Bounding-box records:

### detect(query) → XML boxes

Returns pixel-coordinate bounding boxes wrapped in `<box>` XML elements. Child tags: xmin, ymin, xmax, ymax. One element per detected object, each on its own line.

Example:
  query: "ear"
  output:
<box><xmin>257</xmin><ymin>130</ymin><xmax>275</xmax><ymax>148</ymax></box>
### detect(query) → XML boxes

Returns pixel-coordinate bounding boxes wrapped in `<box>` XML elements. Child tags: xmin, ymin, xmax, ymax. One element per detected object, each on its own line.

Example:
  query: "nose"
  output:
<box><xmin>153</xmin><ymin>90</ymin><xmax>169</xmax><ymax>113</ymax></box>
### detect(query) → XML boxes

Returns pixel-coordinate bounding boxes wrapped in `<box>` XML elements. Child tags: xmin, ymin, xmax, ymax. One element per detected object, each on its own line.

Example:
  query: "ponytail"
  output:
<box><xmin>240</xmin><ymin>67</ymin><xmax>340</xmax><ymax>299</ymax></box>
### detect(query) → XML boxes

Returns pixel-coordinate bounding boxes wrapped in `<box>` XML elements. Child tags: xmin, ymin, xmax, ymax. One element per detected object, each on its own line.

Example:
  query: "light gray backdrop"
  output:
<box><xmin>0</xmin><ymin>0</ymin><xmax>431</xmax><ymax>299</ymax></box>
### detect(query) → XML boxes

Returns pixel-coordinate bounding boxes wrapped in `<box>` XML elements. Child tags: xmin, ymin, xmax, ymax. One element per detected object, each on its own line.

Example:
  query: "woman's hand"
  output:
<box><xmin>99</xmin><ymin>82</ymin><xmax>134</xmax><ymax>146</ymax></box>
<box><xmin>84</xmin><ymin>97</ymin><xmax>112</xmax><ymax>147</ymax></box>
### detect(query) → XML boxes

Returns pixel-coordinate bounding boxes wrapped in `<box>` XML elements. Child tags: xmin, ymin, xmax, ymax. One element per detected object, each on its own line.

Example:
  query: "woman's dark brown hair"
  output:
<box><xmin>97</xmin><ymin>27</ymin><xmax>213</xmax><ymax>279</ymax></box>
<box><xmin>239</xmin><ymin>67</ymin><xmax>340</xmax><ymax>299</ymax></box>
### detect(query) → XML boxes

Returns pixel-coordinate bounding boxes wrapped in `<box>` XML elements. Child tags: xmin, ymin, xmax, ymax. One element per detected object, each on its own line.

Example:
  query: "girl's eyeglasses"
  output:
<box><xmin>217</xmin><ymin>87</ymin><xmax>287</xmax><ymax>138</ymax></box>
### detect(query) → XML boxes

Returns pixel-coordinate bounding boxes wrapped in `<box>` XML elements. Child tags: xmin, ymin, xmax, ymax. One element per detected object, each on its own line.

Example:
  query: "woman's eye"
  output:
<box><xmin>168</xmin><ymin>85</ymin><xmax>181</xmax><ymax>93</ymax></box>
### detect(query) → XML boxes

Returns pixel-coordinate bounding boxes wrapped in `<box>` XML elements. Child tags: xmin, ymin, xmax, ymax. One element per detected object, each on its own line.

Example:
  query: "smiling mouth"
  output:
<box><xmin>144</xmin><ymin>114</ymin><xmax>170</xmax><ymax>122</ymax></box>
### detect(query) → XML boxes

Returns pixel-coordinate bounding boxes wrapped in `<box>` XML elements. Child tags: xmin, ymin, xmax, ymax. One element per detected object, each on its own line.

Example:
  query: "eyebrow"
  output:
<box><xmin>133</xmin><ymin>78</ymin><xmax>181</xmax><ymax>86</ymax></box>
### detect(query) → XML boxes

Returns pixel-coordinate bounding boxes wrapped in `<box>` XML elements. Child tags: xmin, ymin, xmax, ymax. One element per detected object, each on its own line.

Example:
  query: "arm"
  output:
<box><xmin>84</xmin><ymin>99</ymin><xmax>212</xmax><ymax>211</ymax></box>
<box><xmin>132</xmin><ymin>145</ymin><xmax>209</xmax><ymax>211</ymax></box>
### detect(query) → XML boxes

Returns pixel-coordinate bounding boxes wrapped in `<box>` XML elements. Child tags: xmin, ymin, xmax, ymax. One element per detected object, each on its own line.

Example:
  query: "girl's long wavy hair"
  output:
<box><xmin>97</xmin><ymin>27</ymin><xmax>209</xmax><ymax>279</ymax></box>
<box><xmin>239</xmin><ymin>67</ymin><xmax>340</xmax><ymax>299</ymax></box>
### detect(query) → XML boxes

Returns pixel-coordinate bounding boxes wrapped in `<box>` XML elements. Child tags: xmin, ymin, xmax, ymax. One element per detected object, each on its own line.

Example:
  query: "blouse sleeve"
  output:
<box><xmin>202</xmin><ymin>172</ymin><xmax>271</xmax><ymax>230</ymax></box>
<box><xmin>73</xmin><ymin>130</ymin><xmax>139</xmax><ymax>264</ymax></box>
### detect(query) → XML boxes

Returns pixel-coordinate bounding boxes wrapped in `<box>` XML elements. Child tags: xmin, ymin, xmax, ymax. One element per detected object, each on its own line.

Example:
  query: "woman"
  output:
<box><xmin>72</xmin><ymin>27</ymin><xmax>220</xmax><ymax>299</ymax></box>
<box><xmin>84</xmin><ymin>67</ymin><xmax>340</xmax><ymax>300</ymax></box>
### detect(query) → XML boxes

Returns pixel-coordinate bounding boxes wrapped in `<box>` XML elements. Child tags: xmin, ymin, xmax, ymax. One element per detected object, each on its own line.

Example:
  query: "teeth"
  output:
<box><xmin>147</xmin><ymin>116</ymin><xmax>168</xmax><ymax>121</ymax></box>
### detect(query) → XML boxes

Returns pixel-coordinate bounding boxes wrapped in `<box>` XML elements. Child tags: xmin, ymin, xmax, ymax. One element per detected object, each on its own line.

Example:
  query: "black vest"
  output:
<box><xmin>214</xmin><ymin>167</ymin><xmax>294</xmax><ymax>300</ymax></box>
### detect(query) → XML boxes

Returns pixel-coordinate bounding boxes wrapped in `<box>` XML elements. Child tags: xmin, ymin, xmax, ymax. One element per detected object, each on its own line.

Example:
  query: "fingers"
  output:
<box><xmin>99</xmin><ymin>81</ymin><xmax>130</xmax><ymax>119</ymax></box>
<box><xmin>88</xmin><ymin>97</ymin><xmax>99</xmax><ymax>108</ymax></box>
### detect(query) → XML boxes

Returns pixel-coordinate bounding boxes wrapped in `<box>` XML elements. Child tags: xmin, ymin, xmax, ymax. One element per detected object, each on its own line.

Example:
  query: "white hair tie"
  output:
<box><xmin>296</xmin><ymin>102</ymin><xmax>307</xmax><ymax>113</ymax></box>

What is asked: Pull out every line above that contains the word "girl", and copy each one unchanged.

Complete answer:
  query: "girl's eyeglasses"
  query: "girl's long wavy hair"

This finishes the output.